#### YOUR GOAL:
Exclude all pictures, and reproduce exactly the lines from the one containing "the bird's leg" through the end of the records, with nothing else added.
-------- EXTRACTED MATERIAL
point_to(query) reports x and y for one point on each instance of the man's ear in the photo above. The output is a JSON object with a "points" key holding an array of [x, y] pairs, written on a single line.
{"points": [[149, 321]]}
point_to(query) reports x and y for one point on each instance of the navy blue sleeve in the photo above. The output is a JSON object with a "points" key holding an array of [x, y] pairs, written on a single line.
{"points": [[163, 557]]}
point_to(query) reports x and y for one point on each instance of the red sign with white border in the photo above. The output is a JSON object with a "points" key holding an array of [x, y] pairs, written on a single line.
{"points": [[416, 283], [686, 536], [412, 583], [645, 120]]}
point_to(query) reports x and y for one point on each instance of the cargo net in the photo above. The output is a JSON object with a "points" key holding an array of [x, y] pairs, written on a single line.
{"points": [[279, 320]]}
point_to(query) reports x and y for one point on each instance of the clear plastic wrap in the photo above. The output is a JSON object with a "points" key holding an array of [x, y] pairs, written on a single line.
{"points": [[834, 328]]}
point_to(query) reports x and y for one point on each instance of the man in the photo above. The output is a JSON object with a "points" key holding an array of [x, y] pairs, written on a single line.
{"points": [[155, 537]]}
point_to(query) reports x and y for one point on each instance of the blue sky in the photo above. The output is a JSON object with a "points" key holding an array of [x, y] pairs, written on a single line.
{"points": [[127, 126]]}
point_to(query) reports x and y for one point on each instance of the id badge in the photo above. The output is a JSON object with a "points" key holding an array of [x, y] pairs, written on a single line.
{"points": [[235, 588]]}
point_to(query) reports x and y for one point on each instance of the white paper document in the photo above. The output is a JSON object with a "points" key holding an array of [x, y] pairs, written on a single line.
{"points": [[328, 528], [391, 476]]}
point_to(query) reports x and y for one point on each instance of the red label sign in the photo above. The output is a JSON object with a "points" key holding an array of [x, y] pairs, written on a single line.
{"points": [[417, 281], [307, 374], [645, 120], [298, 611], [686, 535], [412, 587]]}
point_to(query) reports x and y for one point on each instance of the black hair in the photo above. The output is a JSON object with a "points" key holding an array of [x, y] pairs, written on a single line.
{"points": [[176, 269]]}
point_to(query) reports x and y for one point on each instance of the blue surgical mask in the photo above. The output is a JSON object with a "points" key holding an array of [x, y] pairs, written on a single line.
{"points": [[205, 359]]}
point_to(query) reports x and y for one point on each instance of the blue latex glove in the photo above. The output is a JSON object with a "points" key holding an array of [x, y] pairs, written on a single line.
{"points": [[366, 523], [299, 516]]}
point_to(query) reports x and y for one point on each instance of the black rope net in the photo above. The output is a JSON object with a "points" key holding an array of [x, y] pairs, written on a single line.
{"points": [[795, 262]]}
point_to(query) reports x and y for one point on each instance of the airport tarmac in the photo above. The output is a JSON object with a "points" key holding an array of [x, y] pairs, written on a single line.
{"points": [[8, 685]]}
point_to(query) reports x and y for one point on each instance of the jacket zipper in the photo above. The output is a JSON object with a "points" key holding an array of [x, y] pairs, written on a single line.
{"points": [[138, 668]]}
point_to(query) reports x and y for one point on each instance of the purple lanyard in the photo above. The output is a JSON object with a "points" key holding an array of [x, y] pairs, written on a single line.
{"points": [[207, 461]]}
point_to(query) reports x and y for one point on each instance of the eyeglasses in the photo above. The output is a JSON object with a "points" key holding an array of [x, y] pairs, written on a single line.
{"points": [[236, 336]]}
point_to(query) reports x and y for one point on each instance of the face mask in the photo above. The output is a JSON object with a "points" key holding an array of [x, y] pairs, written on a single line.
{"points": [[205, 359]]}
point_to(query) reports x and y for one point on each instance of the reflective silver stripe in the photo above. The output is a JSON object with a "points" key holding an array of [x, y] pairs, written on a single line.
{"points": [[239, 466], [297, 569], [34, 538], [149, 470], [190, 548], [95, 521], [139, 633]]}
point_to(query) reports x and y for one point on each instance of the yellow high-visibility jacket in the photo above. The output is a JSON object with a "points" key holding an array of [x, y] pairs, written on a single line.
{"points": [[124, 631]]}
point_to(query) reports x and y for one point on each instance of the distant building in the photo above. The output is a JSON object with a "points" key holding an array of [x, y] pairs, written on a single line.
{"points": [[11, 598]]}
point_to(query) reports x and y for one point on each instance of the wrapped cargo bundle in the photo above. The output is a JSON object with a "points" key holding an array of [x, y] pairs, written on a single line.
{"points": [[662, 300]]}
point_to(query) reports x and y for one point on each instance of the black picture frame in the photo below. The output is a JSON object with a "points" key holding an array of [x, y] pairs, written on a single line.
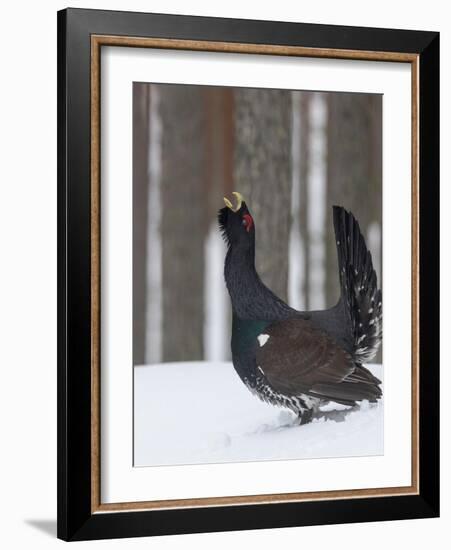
{"points": [[76, 518]]}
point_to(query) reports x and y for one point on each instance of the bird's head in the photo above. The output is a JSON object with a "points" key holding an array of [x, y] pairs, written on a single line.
{"points": [[236, 224]]}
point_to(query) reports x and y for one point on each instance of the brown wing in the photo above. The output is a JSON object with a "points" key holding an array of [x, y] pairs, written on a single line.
{"points": [[299, 358]]}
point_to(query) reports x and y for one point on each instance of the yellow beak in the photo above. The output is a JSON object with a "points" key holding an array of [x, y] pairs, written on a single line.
{"points": [[239, 199]]}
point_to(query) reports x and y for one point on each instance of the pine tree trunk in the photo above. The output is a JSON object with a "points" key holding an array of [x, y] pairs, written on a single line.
{"points": [[140, 190], [183, 223], [304, 174], [263, 175]]}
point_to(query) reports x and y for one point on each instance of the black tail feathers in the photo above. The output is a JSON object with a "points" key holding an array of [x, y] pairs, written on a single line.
{"points": [[359, 291]]}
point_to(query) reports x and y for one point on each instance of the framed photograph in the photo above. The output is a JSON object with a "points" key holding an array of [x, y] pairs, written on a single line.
{"points": [[248, 274]]}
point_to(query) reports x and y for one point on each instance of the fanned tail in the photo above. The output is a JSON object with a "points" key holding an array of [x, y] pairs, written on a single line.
{"points": [[359, 292]]}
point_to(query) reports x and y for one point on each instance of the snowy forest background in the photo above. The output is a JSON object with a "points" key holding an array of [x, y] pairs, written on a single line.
{"points": [[292, 155]]}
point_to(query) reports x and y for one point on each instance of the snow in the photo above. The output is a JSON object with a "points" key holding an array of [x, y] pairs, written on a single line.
{"points": [[201, 412]]}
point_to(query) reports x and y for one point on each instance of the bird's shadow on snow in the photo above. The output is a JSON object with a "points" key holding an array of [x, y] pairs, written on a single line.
{"points": [[288, 420]]}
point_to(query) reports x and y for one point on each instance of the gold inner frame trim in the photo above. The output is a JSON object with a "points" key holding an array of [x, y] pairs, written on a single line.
{"points": [[97, 41]]}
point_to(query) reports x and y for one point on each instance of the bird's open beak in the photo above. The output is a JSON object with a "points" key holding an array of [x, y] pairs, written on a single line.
{"points": [[239, 199]]}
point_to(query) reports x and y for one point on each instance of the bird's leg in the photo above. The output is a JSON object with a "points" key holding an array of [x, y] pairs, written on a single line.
{"points": [[305, 416]]}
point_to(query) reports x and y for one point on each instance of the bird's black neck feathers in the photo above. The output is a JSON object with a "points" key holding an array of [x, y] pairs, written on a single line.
{"points": [[251, 299]]}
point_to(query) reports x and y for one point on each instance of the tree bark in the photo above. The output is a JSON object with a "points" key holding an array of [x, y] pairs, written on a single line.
{"points": [[140, 195], [262, 173], [183, 223]]}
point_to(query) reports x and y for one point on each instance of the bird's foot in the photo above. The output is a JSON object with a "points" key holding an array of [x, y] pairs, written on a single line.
{"points": [[305, 416]]}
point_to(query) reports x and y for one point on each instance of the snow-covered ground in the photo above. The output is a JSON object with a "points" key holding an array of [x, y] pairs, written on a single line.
{"points": [[191, 413]]}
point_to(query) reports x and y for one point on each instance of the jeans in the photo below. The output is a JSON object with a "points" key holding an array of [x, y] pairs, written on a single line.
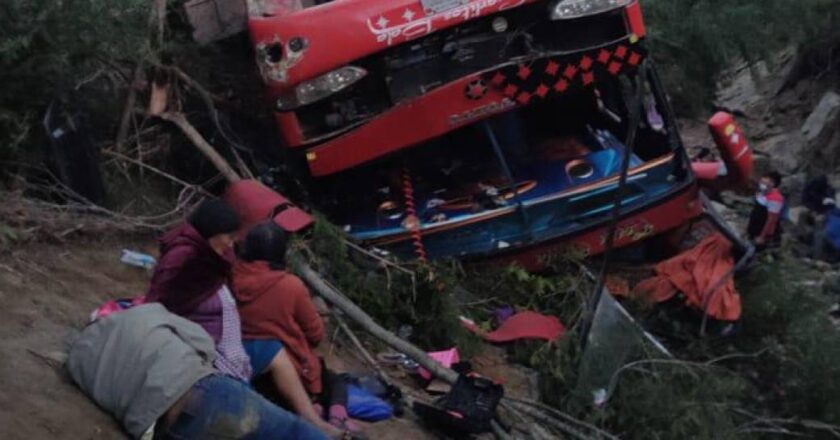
{"points": [[222, 408]]}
----------------
#### SOLUTION TO THIS TASK:
point_to(query) reports x and y for one point on each instance of the bird's leg in the photo above. The output is a JSON object with a "points" key holding an array of [x, y] pairs, written on a single line.
{"points": [[305, 416]]}
point_to(query) reports x and y for one point on each instance of the bird's black neck feathers in the photo above. The output is a JSON object with a "points" key holding an array of [x, y] pairs, written on a single line.
{"points": [[251, 299]]}
point_to(query) reports x and y for one point on each instance of the tree bark in the photo above. The output is a JSON object with a "points" key holding an array of [x, y] pairs, written on a single line.
{"points": [[140, 195], [262, 173], [183, 223]]}
point_to(query) reports x and y for one point on each instance of the bird's foot in the photo above. The output is a JSON object with a "points" key holding an array of [x, y] pairs, written on a single line.
{"points": [[305, 416]]}
point_to(query) reports x and y for one point on each instance of the snow-covered ground in the photo above. The output is a JSON object with a "points" key holding an array of [x, y] pairs, written on a single line.
{"points": [[191, 413]]}
point_to(query) reports x and y for one point on each instance of the jeans in the photo below. The output is a JSON object with a "points" key holding an array of [x, y] pairs, written on a single line.
{"points": [[222, 408]]}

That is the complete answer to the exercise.